_Task instructions_
Write out the entries below exactly. End with the line that contains "pixel 48 72".

═══ Stored data

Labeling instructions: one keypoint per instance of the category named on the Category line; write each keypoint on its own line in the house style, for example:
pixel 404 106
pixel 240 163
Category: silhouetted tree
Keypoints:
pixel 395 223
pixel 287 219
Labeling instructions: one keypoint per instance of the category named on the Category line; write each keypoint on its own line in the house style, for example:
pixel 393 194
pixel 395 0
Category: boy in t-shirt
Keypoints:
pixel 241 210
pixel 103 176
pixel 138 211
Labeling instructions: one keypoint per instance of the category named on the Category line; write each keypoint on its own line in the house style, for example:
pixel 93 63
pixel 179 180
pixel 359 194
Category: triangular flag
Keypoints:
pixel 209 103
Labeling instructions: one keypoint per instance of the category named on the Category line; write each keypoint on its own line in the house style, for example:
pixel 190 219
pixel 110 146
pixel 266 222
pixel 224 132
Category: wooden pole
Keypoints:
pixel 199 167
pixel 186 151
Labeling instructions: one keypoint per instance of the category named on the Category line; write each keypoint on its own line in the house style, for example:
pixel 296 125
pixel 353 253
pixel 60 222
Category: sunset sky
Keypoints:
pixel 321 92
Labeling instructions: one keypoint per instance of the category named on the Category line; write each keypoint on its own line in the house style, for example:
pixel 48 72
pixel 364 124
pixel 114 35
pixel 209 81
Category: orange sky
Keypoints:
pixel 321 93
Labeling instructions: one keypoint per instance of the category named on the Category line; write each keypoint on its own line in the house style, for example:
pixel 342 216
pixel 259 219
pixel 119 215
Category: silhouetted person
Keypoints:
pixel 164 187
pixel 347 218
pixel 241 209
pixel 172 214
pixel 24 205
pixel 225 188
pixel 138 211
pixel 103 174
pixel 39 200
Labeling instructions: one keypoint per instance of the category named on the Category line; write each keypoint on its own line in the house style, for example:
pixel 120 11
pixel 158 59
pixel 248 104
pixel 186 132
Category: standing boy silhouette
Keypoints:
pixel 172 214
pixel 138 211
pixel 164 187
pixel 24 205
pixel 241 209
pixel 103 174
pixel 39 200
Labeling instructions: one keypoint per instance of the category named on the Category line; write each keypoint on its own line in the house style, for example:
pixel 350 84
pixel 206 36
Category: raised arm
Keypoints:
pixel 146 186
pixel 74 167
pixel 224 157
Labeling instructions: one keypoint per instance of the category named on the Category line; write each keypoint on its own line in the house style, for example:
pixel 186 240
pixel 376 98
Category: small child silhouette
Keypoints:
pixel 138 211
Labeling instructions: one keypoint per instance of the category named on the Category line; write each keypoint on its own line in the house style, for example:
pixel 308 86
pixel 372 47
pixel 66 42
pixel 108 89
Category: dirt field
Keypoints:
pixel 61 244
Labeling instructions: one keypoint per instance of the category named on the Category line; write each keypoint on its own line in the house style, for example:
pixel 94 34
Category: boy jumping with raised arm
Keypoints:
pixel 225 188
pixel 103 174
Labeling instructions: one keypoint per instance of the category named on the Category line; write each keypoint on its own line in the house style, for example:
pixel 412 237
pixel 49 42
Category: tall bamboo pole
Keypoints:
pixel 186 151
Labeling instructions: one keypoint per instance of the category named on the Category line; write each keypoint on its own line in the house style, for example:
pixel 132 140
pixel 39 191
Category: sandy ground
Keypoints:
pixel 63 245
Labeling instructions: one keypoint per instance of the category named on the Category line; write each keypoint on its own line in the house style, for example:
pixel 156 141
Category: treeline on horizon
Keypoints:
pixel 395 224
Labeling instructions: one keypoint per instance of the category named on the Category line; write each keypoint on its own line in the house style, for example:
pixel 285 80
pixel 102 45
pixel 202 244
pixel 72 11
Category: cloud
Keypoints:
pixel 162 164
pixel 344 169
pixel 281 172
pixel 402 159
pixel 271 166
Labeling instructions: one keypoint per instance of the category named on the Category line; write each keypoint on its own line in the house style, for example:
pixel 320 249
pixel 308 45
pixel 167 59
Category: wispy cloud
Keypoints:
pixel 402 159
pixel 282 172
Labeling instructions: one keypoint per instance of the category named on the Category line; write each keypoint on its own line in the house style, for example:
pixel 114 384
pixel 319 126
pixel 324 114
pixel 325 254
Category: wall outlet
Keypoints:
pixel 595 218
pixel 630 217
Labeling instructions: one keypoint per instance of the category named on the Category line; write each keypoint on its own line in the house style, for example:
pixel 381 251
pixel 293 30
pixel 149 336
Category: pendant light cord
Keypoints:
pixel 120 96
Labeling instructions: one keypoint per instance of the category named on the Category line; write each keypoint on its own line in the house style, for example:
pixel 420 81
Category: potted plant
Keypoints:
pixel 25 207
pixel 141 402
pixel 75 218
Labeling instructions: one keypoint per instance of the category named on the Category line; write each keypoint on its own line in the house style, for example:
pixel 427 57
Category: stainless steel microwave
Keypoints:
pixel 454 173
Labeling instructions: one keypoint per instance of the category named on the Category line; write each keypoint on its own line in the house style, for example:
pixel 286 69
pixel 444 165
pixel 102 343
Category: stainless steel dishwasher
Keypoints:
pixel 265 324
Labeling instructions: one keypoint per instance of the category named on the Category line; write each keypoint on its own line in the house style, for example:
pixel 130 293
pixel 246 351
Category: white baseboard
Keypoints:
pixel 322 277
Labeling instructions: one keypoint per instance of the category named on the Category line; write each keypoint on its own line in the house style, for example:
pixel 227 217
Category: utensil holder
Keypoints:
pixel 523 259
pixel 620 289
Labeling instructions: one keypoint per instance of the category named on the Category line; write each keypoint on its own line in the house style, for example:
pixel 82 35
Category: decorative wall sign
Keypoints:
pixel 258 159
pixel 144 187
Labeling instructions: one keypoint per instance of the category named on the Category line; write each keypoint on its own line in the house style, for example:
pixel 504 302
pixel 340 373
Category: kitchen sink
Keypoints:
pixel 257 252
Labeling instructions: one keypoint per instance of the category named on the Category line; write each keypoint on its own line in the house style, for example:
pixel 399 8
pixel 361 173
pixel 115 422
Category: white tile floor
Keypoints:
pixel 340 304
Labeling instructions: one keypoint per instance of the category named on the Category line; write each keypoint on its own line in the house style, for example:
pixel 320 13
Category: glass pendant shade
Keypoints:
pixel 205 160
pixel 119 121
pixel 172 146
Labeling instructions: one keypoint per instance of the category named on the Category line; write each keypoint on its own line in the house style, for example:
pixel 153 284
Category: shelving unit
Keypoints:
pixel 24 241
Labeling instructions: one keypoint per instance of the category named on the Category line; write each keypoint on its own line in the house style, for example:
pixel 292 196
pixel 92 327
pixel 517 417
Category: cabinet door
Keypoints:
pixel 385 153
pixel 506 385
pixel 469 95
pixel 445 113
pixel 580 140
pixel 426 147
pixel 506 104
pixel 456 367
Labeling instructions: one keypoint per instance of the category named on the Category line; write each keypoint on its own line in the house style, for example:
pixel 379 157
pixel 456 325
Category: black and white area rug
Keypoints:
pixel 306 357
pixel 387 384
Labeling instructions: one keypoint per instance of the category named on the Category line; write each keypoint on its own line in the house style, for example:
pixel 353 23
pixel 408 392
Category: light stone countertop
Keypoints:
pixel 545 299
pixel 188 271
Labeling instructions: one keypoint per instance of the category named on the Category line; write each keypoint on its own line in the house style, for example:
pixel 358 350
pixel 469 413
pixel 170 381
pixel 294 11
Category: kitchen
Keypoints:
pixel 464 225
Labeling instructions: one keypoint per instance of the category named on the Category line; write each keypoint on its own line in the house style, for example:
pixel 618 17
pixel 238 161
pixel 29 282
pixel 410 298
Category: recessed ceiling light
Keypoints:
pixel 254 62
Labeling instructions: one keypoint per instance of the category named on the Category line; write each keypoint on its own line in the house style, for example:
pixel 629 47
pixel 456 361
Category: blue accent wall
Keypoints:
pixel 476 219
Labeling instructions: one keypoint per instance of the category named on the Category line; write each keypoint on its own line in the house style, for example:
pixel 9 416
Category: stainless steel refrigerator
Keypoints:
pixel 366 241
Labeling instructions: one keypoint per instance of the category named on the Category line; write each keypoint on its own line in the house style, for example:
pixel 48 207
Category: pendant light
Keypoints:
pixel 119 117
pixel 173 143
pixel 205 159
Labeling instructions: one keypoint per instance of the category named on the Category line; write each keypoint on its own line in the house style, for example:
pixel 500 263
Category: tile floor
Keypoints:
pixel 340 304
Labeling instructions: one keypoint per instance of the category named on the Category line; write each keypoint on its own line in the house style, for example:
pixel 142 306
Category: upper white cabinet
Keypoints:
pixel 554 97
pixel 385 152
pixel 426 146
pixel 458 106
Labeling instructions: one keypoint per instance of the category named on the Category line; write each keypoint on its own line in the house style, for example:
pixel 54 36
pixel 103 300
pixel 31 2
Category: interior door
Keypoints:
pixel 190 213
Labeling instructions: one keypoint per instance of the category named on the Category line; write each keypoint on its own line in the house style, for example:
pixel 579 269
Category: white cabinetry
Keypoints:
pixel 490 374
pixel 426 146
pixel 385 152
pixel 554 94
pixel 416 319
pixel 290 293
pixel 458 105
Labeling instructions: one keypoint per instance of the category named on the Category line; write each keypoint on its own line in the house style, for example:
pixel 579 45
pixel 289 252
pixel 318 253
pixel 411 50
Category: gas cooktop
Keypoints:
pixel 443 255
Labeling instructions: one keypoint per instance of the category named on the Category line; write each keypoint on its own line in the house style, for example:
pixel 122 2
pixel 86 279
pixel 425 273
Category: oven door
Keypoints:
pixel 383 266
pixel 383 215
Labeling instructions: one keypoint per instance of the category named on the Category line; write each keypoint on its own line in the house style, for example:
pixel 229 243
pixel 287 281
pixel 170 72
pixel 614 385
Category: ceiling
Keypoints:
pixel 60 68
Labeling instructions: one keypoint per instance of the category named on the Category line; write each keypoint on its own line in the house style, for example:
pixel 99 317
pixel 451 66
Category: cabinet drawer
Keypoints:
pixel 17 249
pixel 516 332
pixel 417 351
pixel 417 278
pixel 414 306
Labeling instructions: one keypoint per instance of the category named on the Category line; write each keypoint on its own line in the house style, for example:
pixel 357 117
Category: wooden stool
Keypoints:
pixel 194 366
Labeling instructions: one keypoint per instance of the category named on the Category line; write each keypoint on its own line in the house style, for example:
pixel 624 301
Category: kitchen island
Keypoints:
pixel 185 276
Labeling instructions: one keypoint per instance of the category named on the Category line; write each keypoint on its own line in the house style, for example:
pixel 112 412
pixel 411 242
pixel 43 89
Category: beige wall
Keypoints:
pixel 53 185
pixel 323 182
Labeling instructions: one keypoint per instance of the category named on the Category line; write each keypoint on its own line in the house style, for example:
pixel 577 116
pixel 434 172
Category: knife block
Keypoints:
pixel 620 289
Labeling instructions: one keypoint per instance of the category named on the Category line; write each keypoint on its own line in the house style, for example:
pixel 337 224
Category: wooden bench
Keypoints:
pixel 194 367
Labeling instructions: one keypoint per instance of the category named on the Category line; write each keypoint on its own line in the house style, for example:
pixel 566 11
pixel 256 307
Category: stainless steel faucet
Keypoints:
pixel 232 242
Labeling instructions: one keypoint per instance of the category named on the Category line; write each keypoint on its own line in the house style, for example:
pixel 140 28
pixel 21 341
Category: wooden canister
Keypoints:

══════

_Problem solution_
Labeling instructions: one keypoint per instance of the category named on the Category line; write each keypoint on its own line in the house style, for example:
pixel 404 106
pixel 240 163
Category: silhouetted tree
Keypoints:
pixel 395 223
pixel 287 219
Labeling instructions: one keypoint per instance of the category named on the Category line; write each keypoint on its own line in the house style, for example:
pixel 393 194
pixel 395 0
Category: boy in t-shirt
Keypoints:
pixel 241 210
pixel 103 176
pixel 138 211
Labeling instructions: one keypoint per instance of the category named on the Category line; write each keypoint on its own line in the house style, for example:
pixel 93 63
pixel 179 180
pixel 359 194
Category: triangular flag
Keypoints:
pixel 209 103
Labeling instructions: one keypoint per instance of the category named on the Category line; write each keypoint on its own line in the house style, for example:
pixel 190 219
pixel 110 146
pixel 266 222
pixel 224 132
Category: wooden pole
Keypoints:
pixel 199 167
pixel 186 151
Labeling instructions: one keypoint per instance of the category named on the Category line; write each keypoint on its own line in the house style, for example:
pixel 296 125
pixel 353 253
pixel 60 222
Category: sunset sky
Keypoints:
pixel 321 92
Labeling instructions: one keypoint per instance of the category named on the Category line; write each keypoint on its own line in the house style, for example:
pixel 48 72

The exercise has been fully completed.